(Records of labeled points)
•••••

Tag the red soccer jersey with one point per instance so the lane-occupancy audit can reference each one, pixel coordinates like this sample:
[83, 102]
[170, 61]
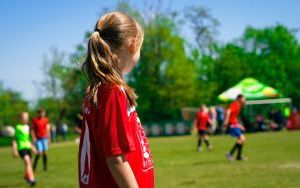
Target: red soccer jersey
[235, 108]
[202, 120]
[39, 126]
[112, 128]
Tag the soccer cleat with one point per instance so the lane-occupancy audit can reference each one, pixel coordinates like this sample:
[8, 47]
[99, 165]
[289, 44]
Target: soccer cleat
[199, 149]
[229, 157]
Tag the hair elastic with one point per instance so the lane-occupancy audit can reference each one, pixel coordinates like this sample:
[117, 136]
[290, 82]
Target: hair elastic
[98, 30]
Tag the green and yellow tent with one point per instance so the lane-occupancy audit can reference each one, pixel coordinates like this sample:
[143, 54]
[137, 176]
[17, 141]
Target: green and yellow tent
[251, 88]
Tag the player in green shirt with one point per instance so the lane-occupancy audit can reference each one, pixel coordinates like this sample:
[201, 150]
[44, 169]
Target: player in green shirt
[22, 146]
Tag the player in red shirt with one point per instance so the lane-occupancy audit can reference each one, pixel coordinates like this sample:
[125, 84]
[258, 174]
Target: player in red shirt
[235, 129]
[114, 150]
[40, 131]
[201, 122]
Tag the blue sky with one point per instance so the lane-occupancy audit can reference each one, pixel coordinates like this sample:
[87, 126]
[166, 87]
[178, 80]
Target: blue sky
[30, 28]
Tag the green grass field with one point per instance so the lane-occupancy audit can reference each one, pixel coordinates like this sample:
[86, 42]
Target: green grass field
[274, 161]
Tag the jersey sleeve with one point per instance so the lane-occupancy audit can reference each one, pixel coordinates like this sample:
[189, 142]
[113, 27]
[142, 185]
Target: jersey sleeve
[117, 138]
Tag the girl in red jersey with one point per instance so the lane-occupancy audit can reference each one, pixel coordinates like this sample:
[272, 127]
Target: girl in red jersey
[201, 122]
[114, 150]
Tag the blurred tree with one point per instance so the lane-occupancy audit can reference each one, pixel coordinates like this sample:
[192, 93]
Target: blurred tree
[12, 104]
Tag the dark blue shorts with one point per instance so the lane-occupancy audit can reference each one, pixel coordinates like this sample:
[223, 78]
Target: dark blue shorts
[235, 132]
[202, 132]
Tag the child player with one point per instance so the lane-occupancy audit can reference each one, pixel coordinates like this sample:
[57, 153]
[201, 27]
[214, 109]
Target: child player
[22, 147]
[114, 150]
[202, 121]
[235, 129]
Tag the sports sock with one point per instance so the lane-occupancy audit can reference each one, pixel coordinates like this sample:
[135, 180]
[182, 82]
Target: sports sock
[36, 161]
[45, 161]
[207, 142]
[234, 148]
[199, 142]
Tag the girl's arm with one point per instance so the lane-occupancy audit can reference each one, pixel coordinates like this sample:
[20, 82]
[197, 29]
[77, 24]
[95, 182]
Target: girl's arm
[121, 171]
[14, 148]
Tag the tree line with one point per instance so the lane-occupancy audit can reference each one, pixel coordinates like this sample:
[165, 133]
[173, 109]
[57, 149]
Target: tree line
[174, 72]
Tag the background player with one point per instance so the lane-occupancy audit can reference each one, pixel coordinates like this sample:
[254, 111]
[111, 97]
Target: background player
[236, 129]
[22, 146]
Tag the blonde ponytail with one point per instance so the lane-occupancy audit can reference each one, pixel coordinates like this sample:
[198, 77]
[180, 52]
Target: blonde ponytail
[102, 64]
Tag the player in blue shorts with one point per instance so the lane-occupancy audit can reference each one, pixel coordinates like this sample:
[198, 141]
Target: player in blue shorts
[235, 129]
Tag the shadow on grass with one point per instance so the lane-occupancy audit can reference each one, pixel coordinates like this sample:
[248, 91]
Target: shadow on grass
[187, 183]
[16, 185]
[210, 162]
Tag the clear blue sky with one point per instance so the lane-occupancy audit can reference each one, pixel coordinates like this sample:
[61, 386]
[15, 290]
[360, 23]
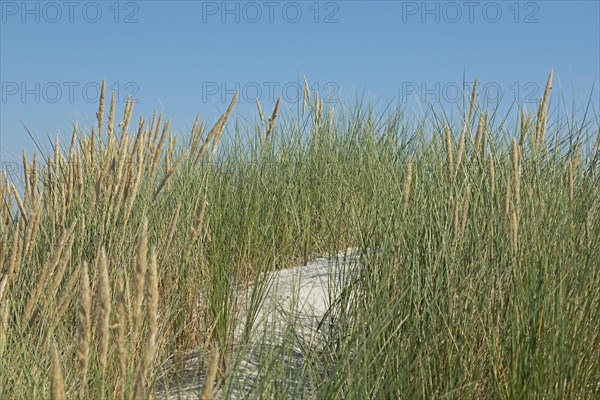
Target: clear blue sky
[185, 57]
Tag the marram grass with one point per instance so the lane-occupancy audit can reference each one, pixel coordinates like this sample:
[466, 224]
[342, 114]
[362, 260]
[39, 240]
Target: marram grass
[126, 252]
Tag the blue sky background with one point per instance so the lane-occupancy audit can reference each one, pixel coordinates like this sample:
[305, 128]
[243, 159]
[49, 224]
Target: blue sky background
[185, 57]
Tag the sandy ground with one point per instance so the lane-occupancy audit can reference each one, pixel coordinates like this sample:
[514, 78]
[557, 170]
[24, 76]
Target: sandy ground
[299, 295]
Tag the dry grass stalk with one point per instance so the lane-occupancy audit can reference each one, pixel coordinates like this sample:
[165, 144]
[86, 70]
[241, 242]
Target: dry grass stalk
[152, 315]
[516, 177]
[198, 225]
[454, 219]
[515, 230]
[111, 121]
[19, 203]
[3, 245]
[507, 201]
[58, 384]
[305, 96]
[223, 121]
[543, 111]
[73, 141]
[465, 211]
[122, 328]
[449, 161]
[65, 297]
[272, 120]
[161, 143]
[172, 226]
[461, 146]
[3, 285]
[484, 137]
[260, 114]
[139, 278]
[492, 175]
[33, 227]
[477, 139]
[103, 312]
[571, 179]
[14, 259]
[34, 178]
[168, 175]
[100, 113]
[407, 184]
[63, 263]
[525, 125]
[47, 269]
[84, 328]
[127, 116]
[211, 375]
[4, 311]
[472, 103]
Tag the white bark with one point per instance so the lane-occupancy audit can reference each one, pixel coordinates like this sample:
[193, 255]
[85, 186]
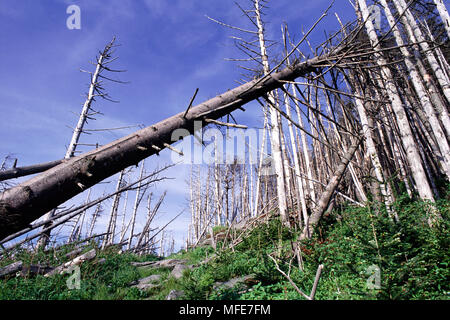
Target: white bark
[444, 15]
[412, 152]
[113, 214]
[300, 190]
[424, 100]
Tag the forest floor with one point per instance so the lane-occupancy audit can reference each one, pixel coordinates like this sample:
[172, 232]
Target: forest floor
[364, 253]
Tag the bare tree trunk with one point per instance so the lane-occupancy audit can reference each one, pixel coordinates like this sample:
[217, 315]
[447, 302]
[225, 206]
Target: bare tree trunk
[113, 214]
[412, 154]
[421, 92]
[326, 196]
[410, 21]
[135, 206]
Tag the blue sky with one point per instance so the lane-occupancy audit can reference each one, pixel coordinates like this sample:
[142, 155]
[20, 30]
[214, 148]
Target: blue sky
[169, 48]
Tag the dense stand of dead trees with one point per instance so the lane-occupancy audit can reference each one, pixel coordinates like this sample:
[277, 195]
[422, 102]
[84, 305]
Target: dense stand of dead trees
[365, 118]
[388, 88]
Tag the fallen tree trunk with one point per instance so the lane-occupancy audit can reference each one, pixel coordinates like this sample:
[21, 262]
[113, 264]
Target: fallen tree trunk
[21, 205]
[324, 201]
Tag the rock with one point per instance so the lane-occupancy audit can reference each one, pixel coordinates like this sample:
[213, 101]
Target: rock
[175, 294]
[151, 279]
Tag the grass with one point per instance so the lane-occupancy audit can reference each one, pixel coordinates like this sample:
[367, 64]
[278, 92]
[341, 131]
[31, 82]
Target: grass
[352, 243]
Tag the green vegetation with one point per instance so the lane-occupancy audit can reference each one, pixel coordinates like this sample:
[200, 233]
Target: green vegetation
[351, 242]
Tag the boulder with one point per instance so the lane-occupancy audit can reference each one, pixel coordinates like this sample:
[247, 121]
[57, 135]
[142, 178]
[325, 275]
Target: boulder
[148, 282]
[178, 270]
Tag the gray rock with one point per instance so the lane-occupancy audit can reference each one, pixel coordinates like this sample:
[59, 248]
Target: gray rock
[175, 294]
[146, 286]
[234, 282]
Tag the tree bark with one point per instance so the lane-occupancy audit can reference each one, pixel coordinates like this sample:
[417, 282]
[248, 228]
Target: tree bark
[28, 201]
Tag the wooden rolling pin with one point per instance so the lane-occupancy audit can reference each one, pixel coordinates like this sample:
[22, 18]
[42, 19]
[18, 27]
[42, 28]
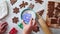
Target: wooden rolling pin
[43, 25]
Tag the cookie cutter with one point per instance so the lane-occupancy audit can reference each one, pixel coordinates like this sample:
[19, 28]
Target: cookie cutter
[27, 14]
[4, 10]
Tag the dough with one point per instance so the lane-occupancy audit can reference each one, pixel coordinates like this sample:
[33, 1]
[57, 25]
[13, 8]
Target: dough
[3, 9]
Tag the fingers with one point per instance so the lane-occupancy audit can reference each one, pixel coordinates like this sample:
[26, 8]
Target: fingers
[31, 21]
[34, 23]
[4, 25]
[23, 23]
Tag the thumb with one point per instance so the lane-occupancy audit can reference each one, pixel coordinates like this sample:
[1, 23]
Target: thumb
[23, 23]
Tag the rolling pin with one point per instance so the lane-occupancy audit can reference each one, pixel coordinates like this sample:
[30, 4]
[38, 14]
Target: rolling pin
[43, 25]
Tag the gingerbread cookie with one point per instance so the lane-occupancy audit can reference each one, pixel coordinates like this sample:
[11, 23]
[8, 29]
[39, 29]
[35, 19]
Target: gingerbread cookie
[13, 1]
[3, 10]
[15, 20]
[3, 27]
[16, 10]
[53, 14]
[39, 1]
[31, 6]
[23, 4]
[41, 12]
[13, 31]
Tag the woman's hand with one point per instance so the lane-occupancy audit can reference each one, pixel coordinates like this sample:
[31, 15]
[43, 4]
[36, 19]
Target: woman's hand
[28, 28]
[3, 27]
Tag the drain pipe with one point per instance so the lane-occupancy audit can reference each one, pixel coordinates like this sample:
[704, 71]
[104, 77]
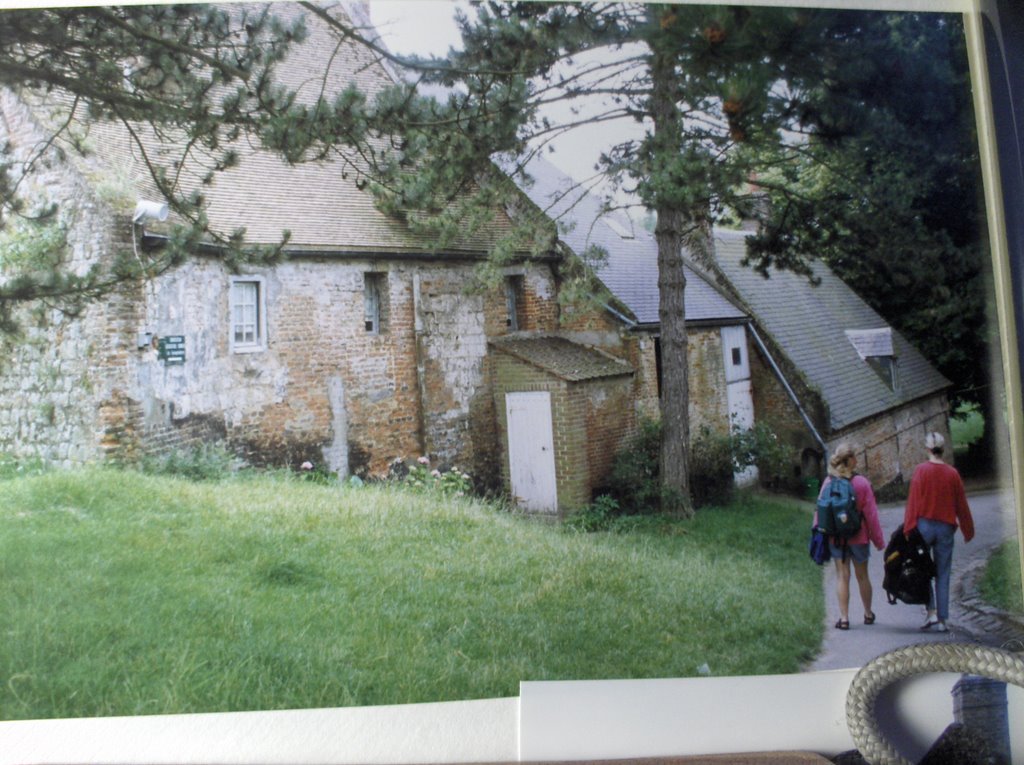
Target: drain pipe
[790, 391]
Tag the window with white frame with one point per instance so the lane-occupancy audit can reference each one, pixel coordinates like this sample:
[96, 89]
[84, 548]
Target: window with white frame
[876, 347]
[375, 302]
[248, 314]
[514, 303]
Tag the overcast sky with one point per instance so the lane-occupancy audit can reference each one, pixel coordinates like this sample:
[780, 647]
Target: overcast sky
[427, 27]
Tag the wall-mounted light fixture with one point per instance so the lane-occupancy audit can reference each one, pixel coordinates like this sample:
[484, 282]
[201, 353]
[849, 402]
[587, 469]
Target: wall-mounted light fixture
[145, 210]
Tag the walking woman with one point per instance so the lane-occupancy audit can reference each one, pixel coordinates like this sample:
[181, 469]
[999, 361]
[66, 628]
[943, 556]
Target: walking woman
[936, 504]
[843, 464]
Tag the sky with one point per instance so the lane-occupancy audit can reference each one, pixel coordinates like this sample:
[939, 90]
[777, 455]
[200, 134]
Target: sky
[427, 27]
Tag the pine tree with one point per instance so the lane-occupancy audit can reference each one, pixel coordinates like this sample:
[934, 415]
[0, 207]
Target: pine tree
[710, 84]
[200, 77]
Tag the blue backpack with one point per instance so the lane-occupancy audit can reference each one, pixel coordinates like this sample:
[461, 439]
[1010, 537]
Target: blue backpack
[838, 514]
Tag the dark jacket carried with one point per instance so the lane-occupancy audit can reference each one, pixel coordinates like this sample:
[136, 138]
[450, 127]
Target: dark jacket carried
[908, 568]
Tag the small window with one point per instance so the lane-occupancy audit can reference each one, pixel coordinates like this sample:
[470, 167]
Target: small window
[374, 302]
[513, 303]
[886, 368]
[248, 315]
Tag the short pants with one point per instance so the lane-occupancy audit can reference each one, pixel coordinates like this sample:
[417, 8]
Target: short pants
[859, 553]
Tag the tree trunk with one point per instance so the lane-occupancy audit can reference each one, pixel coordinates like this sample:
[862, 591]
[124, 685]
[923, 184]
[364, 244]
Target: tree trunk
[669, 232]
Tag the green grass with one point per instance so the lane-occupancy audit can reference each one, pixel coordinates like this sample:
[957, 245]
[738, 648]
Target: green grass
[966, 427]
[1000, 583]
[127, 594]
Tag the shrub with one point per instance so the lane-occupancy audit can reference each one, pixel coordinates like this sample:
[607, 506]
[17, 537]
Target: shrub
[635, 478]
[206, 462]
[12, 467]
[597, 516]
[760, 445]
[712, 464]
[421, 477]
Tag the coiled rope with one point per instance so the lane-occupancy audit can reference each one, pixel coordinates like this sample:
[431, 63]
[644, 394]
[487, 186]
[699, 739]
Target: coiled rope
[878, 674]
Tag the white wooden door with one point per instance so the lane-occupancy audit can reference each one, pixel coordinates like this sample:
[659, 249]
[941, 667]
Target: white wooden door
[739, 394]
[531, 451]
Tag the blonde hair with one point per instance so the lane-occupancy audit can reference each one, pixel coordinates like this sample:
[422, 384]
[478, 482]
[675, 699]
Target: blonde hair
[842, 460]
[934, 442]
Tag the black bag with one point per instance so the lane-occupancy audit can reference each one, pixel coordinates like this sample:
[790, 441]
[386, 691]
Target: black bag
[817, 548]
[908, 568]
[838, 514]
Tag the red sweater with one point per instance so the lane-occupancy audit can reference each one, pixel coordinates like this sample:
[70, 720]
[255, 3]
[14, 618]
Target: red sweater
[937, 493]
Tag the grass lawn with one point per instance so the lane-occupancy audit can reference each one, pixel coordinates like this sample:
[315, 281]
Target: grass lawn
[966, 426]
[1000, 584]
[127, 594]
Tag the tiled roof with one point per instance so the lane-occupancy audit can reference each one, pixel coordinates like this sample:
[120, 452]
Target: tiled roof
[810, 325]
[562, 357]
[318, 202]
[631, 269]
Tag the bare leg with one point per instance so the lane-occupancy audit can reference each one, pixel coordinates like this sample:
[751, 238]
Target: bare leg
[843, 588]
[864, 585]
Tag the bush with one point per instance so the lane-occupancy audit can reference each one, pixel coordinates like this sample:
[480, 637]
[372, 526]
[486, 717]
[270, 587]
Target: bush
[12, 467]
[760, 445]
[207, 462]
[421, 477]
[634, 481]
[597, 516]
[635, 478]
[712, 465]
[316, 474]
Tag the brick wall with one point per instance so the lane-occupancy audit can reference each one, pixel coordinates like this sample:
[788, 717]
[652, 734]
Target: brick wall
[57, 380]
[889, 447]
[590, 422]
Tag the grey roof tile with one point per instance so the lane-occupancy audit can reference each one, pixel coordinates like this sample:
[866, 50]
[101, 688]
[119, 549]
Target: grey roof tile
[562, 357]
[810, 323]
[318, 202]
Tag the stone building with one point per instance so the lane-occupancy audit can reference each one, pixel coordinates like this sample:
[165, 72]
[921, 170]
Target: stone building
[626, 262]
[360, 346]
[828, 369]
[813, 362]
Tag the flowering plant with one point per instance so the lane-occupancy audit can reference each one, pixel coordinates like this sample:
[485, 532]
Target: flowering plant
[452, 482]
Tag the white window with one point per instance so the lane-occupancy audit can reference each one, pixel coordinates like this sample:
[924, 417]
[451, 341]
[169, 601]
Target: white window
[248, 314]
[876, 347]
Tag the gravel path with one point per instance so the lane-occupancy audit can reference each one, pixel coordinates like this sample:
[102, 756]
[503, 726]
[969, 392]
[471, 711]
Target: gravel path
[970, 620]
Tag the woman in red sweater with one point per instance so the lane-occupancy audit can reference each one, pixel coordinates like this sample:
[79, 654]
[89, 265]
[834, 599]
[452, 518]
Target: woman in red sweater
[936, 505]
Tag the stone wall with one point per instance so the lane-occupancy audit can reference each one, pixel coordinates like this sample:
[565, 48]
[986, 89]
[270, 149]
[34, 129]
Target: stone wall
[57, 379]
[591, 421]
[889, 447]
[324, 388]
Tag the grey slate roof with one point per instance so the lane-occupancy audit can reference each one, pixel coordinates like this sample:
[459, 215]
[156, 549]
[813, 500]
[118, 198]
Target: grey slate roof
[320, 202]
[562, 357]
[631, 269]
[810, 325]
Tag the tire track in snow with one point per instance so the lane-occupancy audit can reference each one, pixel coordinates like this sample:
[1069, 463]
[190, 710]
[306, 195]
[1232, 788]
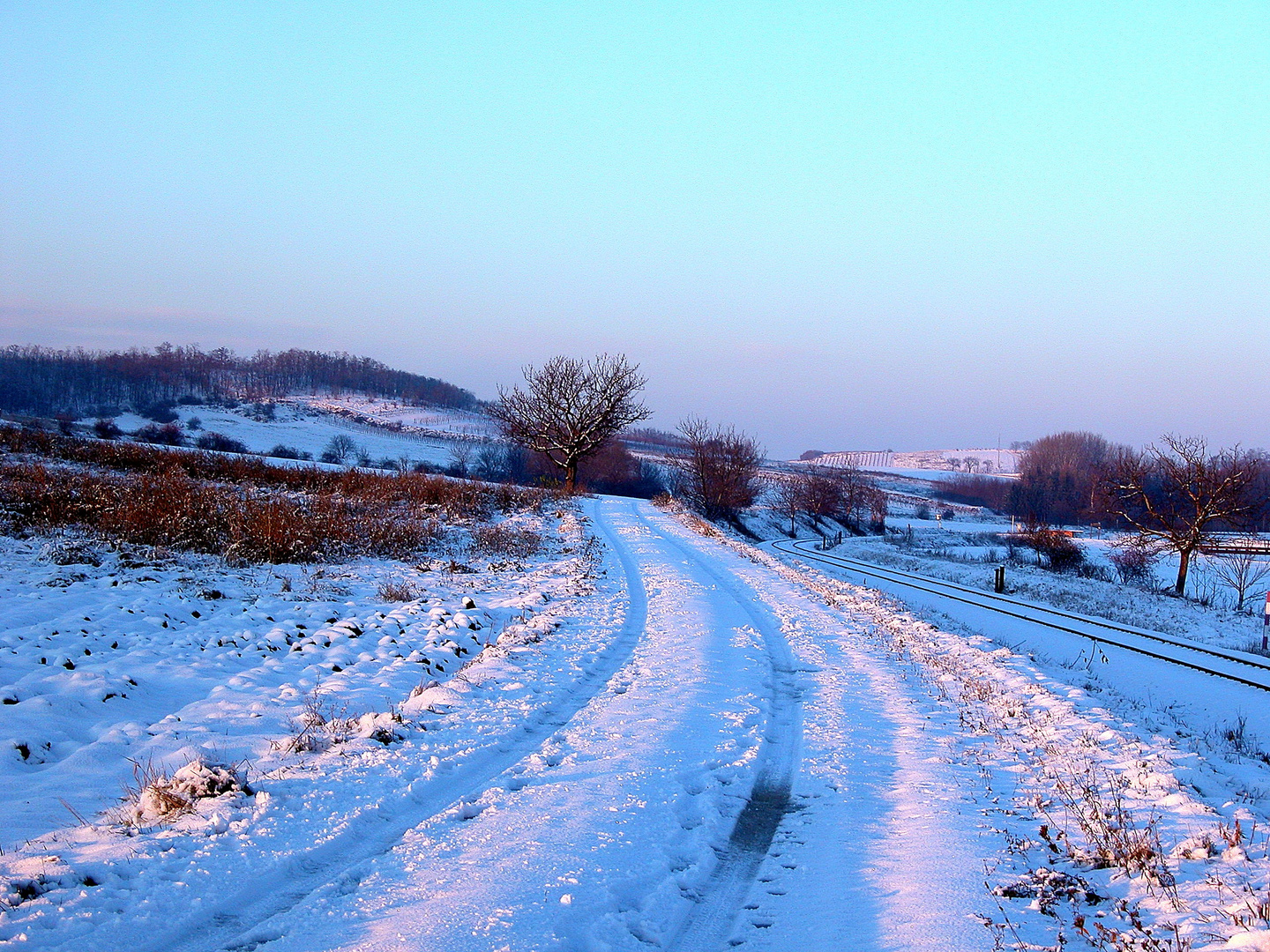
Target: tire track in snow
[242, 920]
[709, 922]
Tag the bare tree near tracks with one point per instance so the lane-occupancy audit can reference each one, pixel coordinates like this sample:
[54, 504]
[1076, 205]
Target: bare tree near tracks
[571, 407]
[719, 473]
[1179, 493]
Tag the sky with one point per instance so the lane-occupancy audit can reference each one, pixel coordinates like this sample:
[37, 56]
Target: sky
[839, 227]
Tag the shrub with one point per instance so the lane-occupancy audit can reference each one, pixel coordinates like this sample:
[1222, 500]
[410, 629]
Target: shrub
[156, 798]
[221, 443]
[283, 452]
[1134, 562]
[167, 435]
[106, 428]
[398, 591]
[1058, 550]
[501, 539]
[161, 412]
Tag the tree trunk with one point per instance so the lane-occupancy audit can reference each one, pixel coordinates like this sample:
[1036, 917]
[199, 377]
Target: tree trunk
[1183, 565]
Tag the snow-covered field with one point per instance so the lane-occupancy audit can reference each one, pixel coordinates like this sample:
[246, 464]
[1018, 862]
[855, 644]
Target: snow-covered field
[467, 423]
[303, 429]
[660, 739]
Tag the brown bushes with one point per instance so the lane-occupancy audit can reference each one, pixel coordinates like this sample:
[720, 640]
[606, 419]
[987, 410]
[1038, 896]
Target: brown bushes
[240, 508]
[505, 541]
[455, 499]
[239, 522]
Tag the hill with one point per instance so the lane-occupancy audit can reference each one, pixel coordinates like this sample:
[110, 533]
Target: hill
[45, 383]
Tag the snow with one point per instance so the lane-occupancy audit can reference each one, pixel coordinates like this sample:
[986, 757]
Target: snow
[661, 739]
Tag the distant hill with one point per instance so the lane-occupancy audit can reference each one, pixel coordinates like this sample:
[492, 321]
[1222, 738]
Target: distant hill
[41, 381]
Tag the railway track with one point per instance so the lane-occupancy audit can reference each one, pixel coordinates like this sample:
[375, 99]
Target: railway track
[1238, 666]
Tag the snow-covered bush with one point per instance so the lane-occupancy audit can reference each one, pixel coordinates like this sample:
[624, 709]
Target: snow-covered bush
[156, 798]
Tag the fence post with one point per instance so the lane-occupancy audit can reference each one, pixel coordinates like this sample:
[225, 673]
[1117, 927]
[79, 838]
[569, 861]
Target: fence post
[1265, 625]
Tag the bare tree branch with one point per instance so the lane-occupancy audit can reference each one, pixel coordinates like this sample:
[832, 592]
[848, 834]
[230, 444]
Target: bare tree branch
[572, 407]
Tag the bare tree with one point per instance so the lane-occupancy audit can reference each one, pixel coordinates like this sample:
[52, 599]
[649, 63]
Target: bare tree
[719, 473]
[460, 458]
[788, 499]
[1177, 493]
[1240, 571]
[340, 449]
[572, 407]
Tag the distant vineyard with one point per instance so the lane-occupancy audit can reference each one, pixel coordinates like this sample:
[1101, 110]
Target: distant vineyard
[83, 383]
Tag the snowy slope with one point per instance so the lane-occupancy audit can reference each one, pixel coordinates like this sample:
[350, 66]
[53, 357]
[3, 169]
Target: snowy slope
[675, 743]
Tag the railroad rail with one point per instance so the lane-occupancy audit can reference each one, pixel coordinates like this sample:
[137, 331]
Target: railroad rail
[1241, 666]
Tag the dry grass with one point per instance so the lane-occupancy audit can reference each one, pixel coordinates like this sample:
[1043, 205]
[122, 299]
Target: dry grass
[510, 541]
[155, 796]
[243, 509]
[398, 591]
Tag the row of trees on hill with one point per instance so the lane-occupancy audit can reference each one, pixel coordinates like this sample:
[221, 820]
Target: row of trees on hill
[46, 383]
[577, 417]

•••••

→ THE REQUEST: From the material, reproduce verbatim every line between the one containing "Tag the hill" and the one containing "[1238, 666]", both included.

→ EXERCISE SOLUTION:
Tag the hill with one point per instance so the lane-occupancy audit can reference each one, pixel coordinates like this sample:
[110, 533]
Target: hill
[45, 383]
Tag the snow with one point per instance so the lane-occupancy audit can reference each one, pixel coordinates like this sample:
[986, 757]
Target: snow
[661, 739]
Tag the distant hill with one point per instance so the lane-occupancy audit can reference each one, pixel coordinates like this sample:
[492, 321]
[1222, 738]
Target: distant hill
[41, 381]
Tag the railway track with one point per instance so the lane-occupancy audit can reference each one, pixel coordinates like this sample:
[375, 99]
Target: railway track
[1238, 666]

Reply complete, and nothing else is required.